───── DATASET CONTENT ─────

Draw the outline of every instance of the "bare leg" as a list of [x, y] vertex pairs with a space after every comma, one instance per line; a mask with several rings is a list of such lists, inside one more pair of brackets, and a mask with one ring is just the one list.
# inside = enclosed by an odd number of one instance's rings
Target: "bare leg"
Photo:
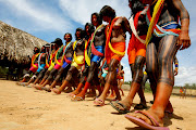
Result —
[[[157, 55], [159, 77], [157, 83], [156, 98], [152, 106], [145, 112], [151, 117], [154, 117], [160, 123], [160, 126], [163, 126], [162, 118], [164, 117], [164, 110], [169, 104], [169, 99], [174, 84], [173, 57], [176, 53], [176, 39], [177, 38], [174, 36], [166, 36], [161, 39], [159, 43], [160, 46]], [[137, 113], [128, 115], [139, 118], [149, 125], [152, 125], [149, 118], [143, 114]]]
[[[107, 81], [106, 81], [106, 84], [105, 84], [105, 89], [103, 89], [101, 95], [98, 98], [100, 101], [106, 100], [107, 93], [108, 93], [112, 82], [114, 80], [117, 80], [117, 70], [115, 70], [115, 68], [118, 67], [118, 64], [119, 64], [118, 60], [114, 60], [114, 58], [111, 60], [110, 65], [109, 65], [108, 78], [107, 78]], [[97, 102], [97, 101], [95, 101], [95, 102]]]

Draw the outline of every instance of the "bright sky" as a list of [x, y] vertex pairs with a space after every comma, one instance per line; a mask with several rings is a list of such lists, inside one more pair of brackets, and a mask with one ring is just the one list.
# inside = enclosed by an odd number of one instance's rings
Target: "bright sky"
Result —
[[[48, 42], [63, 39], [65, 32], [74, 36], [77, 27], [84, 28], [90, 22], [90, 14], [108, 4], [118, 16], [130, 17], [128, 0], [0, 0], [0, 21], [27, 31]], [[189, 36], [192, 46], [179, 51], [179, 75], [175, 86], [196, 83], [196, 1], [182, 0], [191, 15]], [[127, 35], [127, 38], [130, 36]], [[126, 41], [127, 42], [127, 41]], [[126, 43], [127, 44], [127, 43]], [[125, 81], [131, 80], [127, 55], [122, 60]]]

─────

• _SET EXERCISE_:
Write out every item above word for word, omitting the pictures.

• _SOLUTION FOR THIS EXERCISE_:
Draw the outline of every instance of the "bare leg" as a list of [x, y] vertex pairs with a space after every comma, one instance per line; a mask with several rings is a list of such lists, inside one more pair of brackets, and a mask with one ring is just the one list.
# inside = enclosed by an odd number of one instance's rings
Target: "bare leg"
Photo:
Result —
[[[157, 55], [159, 77], [157, 83], [156, 98], [152, 106], [145, 112], [151, 117], [154, 117], [160, 123], [160, 126], [163, 126], [162, 118], [164, 117], [164, 110], [169, 104], [169, 99], [174, 84], [173, 57], [176, 53], [176, 39], [177, 38], [174, 36], [166, 36], [161, 39], [159, 43], [160, 46]], [[137, 113], [128, 115], [139, 118], [149, 125], [152, 125], [149, 118], [143, 114]]]
[[[107, 81], [106, 81], [106, 84], [105, 84], [105, 89], [103, 89], [101, 95], [98, 98], [100, 101], [106, 100], [107, 93], [108, 93], [112, 82], [114, 80], [117, 80], [117, 70], [115, 70], [115, 68], [118, 67], [118, 64], [119, 64], [118, 60], [114, 60], [114, 58], [111, 60], [110, 65], [109, 65], [108, 78], [107, 78]], [[97, 102], [97, 101], [95, 101], [95, 102]]]

Draw the outline of every instance of the "bright sky" as a list of [x, y] vertex pairs with a space after every comma, one instance per line; a mask with several rings is a list of such lists, inside one more pair of brackets, and a mask with one ring is just the one list.
# inside = enclosed by an odd number of one instance's rings
Target: "bright sky"
Result —
[[[48, 42], [63, 39], [65, 32], [74, 36], [77, 27], [84, 28], [90, 22], [90, 14], [108, 4], [118, 16], [130, 17], [128, 0], [0, 0], [0, 21], [27, 31]], [[189, 36], [192, 46], [179, 51], [179, 75], [175, 86], [196, 83], [196, 1], [182, 0], [191, 15]], [[127, 35], [127, 38], [130, 36]], [[126, 41], [127, 42], [127, 41]], [[126, 43], [127, 44], [127, 43]], [[125, 81], [131, 80], [127, 55], [122, 60]]]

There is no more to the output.